■ WHAT YOU NEED TO DO ■
Repeat the records exactly, so that each line matches the original.

Dataset entries
- Opening Delimiter -

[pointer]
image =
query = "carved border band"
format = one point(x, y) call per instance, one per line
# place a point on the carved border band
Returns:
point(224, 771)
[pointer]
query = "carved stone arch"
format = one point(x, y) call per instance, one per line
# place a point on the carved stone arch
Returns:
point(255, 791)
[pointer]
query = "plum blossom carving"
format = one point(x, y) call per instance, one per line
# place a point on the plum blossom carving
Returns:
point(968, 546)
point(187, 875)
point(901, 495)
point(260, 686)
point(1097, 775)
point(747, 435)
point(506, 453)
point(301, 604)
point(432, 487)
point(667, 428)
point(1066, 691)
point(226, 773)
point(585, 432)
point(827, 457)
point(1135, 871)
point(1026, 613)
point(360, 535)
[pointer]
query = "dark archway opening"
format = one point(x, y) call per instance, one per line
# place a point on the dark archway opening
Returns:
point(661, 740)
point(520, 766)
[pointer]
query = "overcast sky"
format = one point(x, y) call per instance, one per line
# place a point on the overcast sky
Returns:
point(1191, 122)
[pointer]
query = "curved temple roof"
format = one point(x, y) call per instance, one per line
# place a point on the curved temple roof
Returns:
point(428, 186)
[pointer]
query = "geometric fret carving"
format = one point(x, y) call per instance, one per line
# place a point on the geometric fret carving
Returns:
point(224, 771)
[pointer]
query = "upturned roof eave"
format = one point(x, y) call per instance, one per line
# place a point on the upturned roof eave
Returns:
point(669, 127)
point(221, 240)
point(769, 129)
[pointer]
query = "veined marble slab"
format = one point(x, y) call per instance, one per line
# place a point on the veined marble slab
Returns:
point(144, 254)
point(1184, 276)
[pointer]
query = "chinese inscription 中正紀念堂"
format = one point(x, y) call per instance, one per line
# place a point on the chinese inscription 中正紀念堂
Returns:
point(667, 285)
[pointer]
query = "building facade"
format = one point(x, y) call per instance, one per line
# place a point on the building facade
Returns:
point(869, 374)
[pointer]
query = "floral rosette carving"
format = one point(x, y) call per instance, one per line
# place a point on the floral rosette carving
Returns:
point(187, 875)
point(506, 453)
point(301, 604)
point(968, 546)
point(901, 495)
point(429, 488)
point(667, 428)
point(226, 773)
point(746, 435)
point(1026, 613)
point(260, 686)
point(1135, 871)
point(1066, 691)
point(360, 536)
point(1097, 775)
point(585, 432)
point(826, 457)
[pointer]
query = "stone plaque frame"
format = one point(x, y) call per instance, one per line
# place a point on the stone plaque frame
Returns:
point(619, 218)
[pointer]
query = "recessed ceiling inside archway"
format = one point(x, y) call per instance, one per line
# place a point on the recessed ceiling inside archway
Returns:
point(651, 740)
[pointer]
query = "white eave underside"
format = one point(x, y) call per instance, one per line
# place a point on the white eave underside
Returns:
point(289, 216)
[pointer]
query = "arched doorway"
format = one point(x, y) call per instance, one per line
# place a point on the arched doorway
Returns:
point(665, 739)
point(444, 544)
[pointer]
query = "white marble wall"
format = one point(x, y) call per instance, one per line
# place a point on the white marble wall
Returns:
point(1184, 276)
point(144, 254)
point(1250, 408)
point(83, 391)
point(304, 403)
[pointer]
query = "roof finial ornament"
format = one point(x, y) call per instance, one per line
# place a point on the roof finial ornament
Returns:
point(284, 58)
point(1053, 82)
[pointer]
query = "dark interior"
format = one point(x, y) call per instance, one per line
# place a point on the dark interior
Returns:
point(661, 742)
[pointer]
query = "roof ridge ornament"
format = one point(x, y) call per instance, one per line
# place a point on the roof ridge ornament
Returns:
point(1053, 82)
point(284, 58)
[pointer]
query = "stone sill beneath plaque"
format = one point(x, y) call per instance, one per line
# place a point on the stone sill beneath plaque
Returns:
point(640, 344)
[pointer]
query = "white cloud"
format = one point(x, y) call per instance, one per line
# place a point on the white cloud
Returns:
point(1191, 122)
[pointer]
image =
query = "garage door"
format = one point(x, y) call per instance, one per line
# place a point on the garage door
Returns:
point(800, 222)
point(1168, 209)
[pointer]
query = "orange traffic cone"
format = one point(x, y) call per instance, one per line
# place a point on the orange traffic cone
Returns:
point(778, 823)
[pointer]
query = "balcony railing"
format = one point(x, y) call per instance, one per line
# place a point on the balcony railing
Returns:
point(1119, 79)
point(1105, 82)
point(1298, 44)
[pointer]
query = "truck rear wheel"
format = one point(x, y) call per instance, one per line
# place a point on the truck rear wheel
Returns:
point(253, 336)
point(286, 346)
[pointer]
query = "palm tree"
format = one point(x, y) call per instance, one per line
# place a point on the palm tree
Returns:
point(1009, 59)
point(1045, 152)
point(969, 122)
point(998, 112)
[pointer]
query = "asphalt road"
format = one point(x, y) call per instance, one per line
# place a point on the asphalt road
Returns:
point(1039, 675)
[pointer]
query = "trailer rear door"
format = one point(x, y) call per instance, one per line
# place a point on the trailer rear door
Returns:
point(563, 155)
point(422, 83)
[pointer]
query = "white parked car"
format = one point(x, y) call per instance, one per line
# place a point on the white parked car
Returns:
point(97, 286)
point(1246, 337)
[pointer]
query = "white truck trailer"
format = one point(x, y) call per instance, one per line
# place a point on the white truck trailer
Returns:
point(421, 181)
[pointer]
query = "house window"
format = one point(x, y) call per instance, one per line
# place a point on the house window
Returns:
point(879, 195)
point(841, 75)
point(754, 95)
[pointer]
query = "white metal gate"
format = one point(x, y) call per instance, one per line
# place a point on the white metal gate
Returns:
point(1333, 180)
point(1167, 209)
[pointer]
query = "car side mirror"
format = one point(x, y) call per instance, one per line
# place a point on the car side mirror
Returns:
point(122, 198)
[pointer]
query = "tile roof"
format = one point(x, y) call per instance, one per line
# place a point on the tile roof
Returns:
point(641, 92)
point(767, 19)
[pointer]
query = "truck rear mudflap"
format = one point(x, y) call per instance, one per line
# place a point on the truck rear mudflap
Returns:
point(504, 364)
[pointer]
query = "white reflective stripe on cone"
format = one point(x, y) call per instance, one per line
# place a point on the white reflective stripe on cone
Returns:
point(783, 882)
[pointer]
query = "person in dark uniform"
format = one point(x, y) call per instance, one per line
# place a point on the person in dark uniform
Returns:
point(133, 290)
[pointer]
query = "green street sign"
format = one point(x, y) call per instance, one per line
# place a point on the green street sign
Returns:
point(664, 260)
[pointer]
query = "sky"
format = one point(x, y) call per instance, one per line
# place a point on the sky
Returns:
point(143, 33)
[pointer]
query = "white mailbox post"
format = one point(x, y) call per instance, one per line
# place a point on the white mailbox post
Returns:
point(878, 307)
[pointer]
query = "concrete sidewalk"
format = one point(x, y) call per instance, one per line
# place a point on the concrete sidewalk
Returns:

- Closing Delimiter -

■ ANSWER TO THIS EXERCISE ■
[pointer]
image =
query = "carved border band"
format = one point(x, y) call per instance, one per line
# place a point on the carved border band
Returns:
point(224, 771)
[pointer]
query = "carved stone arch"
format = one point(x, y) call per instance, one per line
# place a point on the carved stone arch
Returns:
point(255, 791)
[pointer]
query = "plum blossom carving"
format = one point(x, y) call per instance, one per line
# place a point on the plum blossom carving
Returns:
point(968, 546)
point(187, 875)
point(901, 495)
point(260, 686)
point(1097, 775)
point(747, 435)
point(506, 453)
point(301, 604)
point(432, 487)
point(667, 428)
point(1066, 691)
point(226, 773)
point(585, 432)
point(827, 457)
point(1135, 871)
point(1026, 613)
point(360, 535)
[pointer]
query = "dark archway opening"
format = one point(x, y) call per instance, one per line
# place a point on the dark archway opening
Returns:
point(661, 740)
point(520, 766)
[pointer]
query = "overcast sky"
format = one point(x, y) call per instance, one per line
# place a point on the overcast sky
Returns:
point(1191, 122)
[pointer]
query = "curved temple roof"
format = one point(x, y) call per instance, one per line
# place a point on the curved temple roof
Returns:
point(428, 186)
[pointer]
query = "geometric fret carving"
format = one point(x, y) call per instance, one per line
# place a point on the geometric fret carving
Returns:
point(224, 771)
[pointer]
query = "upturned roof eave"
format = one point(x, y) call per instance, one per line
# place a point on the upturned roof eave
Returns:
point(669, 127)
point(221, 240)
point(769, 129)
[pointer]
query = "veined marble slab"
format = one point(x, y) call per instance, one per line
# place a point on the veined marble slab
Returns:
point(144, 254)
point(1184, 276)
[pointer]
query = "chinese inscription 中正紀念堂"
format = one point(x, y) call per instance, one per line
# place a point on the chinese inscription 中正紀念堂
Returns:
point(667, 285)
[pointer]
query = "building facade"
format = one point(x, y) call per instance, one per line
# place a point on the building facade
Returns:
point(869, 374)
[pointer]
query = "floral rosette carving"
format = one point(x, y) call per instance, one per line
# place a point on the floral rosette carving
Returns:
point(187, 875)
point(506, 453)
point(301, 604)
point(968, 546)
point(901, 495)
point(429, 488)
point(667, 428)
point(226, 773)
point(746, 435)
point(1026, 613)
point(260, 686)
point(1135, 871)
point(1066, 691)
point(360, 536)
point(1097, 775)
point(585, 432)
point(826, 457)
[pointer]
query = "stone plaque frame"
format = one point(x, y) call per instance, one per line
# place a point on the stone plaque frame
Returns:
point(619, 218)
[pointer]
query = "recessed ceiling inside archway"
format = one point(x, y) call per instance, one per line
# place a point on the recessed ceiling inside archway
Returns:
point(651, 740)
[pointer]
query = "white eave underside"
format = one point(x, y) call per instance, one per line
# place a point on the white eave underside
Returns:
point(289, 216)
[pointer]
query = "arched doorway"
format = one point(x, y) call per instance, one per line
# place a point on the arched doorway
Returns:
point(665, 739)
point(444, 544)
[pointer]
query = "white marble wall"
format = one point(x, y) call per instance, one per line
# place a point on the white marble wall
Returns:
point(1184, 276)
point(144, 254)
point(1250, 408)
point(83, 391)
point(304, 403)
[pointer]
query = "roof finial ornament"
format = one point(x, y) call per instance, one per line
# place a point on the roof finial ornament
Returns:
point(284, 58)
point(1053, 82)
[pointer]
query = "dark interior"
format = one point(x, y) call per instance, one per line
# place a point on the dark interior
Returns:
point(661, 742)
[pointer]
query = "roof ridge ornament"
format = one point(x, y) call per instance, one per line
# place a point on the roof ridge ornament
Returns:
point(1053, 82)
point(284, 58)
[pointer]
query = "stone sill beneath plaque"
format = one point(x, y) call per instance, one per line
# place a point on the stone sill beneath plaque
Returns:
point(640, 344)
[pointer]
query = "white cloud"
format = one point(x, y) call per instance, one per line
# place a point on the white cloud
Returns:
point(1191, 122)
[pointer]
image =
query = "garage door"
format = one point(x, y) call per instance, one per line
# place a point on the garage door
Returns:
point(800, 222)
point(1168, 209)
[pointer]
query = "orange traffic cone"
format = one point(x, y) call per instance, one per line
# place a point on the orange traffic cone
Returns:
point(778, 823)
[pointer]
query = "balcony railing"
format = one point(x, y) call per instance, one per line
# place a point on the balcony railing
Returns:
point(1119, 79)
point(1105, 82)
point(1298, 44)
[pointer]
query = "truck rear wheel"
format = one point(x, y) call per instance, one per line
# place a point on the truck rear wheel
Returns:
point(253, 336)
point(286, 346)
[pointer]
query = "palm tree"
format = one point(x, y) call per instance, one per line
# place a point on the palm tree
Returns:
point(1009, 59)
point(1045, 152)
point(969, 122)
point(998, 112)
[pointer]
query = "asphalt road"
format = one point(x, y) call per instance, one per line
# place a point on the asphalt road
Returns:
point(1039, 675)
[pointer]
query = "trailer rear door"
format = one point(x, y) call per instance, one per line
# place a point on the trailer rear door
Returns:
point(563, 155)
point(422, 83)
[pointer]
query = "white parked car"
format = one point(x, y) call per instance, one per line
# place a point on the white parked car
Returns:
point(97, 286)
point(1246, 337)
[pointer]
query = "white truck trailer"
format = one point(x, y) call per instance, one per line
# place a point on the white truck trailer
Returns:
point(421, 181)
[pointer]
query = "house window"
format = one point(x, y) call per instance, one per line
# place a point on the house window
Returns:
point(879, 195)
point(841, 75)
point(754, 95)
[pointer]
query = "white metal gate"
format = one point(x, y) call per instance, one per line
# place a point on the white metal gate
Returns:
point(1333, 180)
point(1167, 209)
[pointer]
query = "car side mirror"
format = one point(x, y) call per instance, one per line
# place a point on the car side mirror
Returns:
point(122, 198)
[pointer]
query = "tile roof"
format = one point(x, y) call per instance, one per line
# place a point on the tile roof
Returns:
point(641, 92)
point(767, 19)
[pointer]
query = "truck rear mudflap"
format = one point(x, y) call per instance, one per line
# place a point on the truck rear mudflap
Returns:
point(504, 364)
[pointer]
query = "white reflective stripe on cone"
format = one point(x, y) call per instance, one per line
# place a point on the white reflective stripe on cone
Returns:
point(783, 882)
[pointer]
query = "person in dark uniform"
format = one point(x, y) call per instance, one per line
# place a point on the person in dark uniform
Returns:
point(133, 290)
[pointer]
query = "green street sign"
format = one point(x, y) call per instance, one per line
# place a point on the green street sign
Returns:
point(664, 260)
[pointer]
query = "sky"
format = one point(x, y) call per instance, one per line
# place a point on the sky
Returns:
point(143, 33)
[pointer]
query = "white mailbox post"
format = one point(x, y) call per instance, one per line
# place a point on the white mailbox post
Returns:
point(878, 307)
[pointer]
query = "concrete sidewalk"
format = one point(x, y) call per instance, one per line
# place a point on the concrete sidewalk
Returns:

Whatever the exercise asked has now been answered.